-- Working data start --

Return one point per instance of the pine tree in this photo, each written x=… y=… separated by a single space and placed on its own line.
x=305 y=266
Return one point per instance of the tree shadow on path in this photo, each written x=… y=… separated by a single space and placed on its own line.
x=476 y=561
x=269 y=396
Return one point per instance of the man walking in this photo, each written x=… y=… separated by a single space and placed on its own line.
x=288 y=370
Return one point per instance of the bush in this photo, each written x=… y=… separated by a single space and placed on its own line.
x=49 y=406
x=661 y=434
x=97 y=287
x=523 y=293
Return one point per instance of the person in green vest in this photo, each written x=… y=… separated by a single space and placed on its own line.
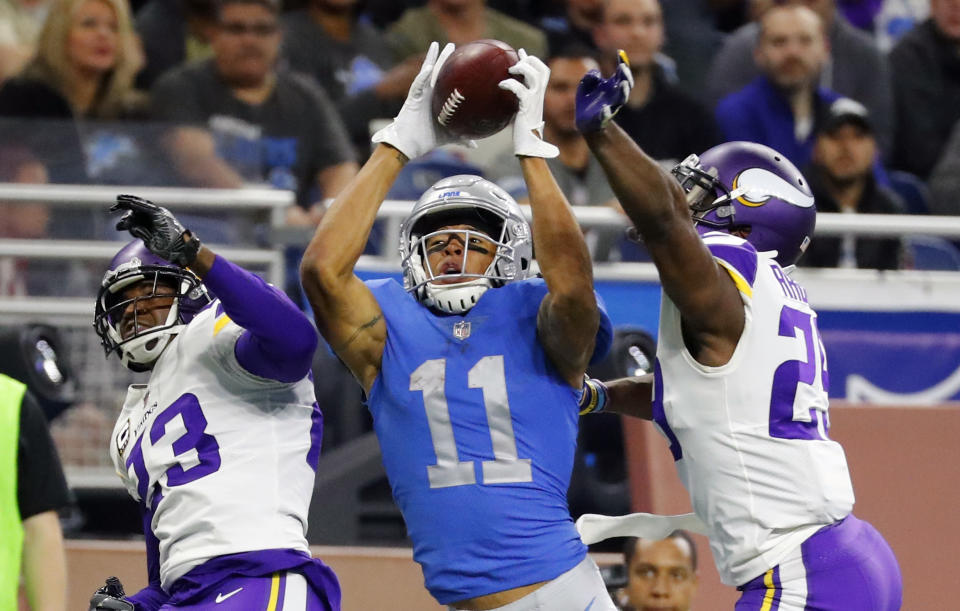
x=32 y=488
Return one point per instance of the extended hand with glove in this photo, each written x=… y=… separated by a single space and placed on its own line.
x=599 y=99
x=161 y=232
x=528 y=124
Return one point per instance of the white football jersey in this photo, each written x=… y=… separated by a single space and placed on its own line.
x=750 y=438
x=224 y=460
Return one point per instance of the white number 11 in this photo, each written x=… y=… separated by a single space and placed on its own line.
x=487 y=375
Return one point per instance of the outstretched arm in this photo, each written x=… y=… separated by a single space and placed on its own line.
x=706 y=296
x=568 y=317
x=346 y=312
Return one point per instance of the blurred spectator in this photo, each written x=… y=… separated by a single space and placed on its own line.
x=780 y=107
x=853 y=66
x=459 y=22
x=660 y=574
x=351 y=61
x=666 y=123
x=86 y=59
x=574 y=26
x=20 y=220
x=692 y=41
x=926 y=86
x=20 y=23
x=945 y=177
x=32 y=489
x=238 y=119
x=842 y=181
x=174 y=32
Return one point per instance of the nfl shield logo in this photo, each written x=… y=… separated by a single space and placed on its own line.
x=461 y=330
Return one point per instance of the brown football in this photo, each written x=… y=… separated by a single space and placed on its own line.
x=466 y=99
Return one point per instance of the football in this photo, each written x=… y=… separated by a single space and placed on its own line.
x=466 y=99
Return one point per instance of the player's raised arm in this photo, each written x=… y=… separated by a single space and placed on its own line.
x=568 y=319
x=346 y=312
x=703 y=292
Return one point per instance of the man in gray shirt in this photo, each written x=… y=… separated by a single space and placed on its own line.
x=238 y=120
x=856 y=68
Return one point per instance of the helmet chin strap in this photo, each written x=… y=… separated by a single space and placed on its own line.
x=454 y=298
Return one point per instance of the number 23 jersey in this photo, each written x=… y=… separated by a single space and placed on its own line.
x=223 y=460
x=751 y=438
x=478 y=433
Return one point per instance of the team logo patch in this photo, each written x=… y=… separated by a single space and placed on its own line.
x=123 y=436
x=461 y=330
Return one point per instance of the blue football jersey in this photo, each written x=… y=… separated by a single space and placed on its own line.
x=478 y=433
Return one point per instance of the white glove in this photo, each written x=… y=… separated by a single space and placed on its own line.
x=593 y=527
x=528 y=124
x=414 y=131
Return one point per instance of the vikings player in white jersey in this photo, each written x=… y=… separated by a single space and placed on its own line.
x=220 y=445
x=740 y=381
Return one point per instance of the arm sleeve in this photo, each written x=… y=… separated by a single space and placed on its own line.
x=41 y=484
x=279 y=340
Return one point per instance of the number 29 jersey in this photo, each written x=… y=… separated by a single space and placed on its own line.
x=222 y=461
x=478 y=433
x=751 y=438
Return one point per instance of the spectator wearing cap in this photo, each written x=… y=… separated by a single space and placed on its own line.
x=842 y=179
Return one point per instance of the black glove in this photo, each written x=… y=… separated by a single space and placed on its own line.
x=161 y=232
x=110 y=596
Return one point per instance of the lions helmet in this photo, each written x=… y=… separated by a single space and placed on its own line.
x=471 y=200
x=745 y=185
x=134 y=264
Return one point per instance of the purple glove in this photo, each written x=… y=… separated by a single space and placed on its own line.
x=599 y=99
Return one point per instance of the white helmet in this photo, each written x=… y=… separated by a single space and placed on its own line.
x=464 y=199
x=133 y=264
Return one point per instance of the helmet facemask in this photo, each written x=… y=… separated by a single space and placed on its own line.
x=491 y=219
x=705 y=193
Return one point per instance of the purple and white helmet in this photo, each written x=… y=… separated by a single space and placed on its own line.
x=134 y=264
x=745 y=185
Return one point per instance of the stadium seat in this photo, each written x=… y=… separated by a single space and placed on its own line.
x=931 y=253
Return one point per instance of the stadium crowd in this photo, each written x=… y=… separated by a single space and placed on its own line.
x=228 y=93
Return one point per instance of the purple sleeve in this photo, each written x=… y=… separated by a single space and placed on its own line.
x=279 y=340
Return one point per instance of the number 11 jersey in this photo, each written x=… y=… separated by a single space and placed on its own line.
x=478 y=432
x=751 y=438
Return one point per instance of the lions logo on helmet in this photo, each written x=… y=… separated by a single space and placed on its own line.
x=134 y=264
x=464 y=199
x=744 y=185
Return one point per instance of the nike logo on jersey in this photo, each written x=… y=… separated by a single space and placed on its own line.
x=222 y=597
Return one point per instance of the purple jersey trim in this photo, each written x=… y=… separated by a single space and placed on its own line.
x=742 y=257
x=200 y=580
x=316 y=436
x=280 y=340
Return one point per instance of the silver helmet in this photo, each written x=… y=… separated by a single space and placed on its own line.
x=471 y=200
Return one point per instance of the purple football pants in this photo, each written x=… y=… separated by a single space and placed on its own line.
x=847 y=566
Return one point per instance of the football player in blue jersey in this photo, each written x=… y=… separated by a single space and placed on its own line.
x=220 y=445
x=739 y=385
x=472 y=369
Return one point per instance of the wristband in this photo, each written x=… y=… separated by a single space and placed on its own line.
x=594 y=397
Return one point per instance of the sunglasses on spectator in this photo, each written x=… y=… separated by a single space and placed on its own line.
x=237 y=28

-- Working data end --

Recast the material between the lines holding "Return one point per instance of the football in" and "x=703 y=292", inclusive, as a Markdown table with the columns Entry and Content, one row per line, numbered in order and with blank lines omitted.

| Entry | Content |
|---|---|
| 1 | Return one point per instance of the football in this photo, each written x=… y=… separated by a single space and placed on its own line. |
| 2 | x=466 y=99 |
| 3 | Return one point per instance of the player's raised arm in this photo, each written x=… y=… separated by a single space and placed on its own line. |
| 4 | x=568 y=319 |
| 5 | x=346 y=312 |
| 6 | x=703 y=292 |